▶ EXERCISE PASSAGE
◆ ◆ ◆ ◆ ◆ ◆ ◆

Image Courtesy of Netflix
Blakeson introduces some good tension in the middle act as Marla tries to figure out who she’s up against while Roman begins utilizing his unsavory resources to free Jennifer. Unfortunately it all comes unglued in the final third where the story relies on a series of absurdities to get us to the finale. Wiest who is so good vanishes from the screen and Marla goes from a sinister manipulator of the system to a half-baked 00 Agent of sorts. In a flash I went from repulsed (in a good way) and utterly fascinated to laughing out loud at how unintentionally preposterous things had become. The very end has a satisfying kick, but the lead-up to it feels like it belongs in an entirely different movie.
“I Care A Lot” starts as a wickedly potent dive into elder abuse, unethical healthcare practices, and unfathomable greed all channeled through a character so morally bankrupt that you can’t help but be mesmerized by her every word and action. Pike’s brilliantly hellish lack of compassion is burned into every scene, at least in the film’s first half. But then it takes its turn into something far less interesting and much harder to buy. It unravels in a way that’s both baffling and frustrating, so much so that its solid ending can’t fully get the movie back on track. “I Care A Lot” premieres this Friday on Netflix.
Well that is a shame, I really like Ms.Pike.
Pike’s agent is either brilliant or sadistic.
A delicious combination of both! 😀
I was hoping to see this mainly for Rosamund Pike as she’s just awesome. I love it when she plays dark characters though I don’t think her character in Gone Girl is really a villain. Just someone who has some issues.
I’m not sure if Amy is a “villain” but she certainly taps into her dark side. And Pike is terrific in this one.

◆ ◆ ◆ ◆ ◆ ◆ ◆

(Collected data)

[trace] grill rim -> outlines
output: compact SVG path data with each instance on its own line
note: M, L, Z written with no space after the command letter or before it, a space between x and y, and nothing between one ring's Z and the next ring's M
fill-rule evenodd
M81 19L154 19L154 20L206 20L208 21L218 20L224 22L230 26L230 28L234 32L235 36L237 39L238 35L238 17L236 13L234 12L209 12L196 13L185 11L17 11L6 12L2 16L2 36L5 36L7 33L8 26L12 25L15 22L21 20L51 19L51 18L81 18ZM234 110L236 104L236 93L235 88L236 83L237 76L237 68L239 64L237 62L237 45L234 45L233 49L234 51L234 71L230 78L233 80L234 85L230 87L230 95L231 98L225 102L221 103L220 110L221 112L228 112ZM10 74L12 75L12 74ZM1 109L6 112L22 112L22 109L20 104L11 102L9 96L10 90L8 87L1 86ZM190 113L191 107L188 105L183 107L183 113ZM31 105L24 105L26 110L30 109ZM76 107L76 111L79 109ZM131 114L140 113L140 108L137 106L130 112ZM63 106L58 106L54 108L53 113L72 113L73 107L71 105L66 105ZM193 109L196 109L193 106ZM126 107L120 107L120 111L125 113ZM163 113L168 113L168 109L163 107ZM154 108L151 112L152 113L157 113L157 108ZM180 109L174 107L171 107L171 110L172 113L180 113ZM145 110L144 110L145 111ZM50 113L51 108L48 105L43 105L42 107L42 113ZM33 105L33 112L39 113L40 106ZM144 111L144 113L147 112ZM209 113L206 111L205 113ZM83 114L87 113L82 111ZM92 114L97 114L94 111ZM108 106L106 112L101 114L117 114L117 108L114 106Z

◆ ◆ ◆ ◆ ◆ ◆ ◆

▶ EXERCISE REQUIREMENTS
1: Using the passage on I Care A Lot, answer these:
(a) On what service does the movie premiere, and on what day?
(b) Who vanishes from the screen in the final third?
(c) Which film is named by the commenter who says Pike's character there is not really a villain?
2: Return the part of the passage on I Care A Lot starting with "Pike’s agent is" and going on through "has some issues.".
The collected data is separate material and not part of the passage on I Care A Lot.

▶ PER-TASK OUTPUTS
1:
(a) Netflix, this Friday.
(b) Wiest.
(c) Gone Girl.

2:
Pike’s agent is either brilliant or sadistic.
A delicious combination of both! 😀
I was hoping to see this mainly for Rosamund Pike as she’s just awesome. I love it when she plays dark characters though I don’t think her character in Gone Girl is really a villain. Just someone who has some issues.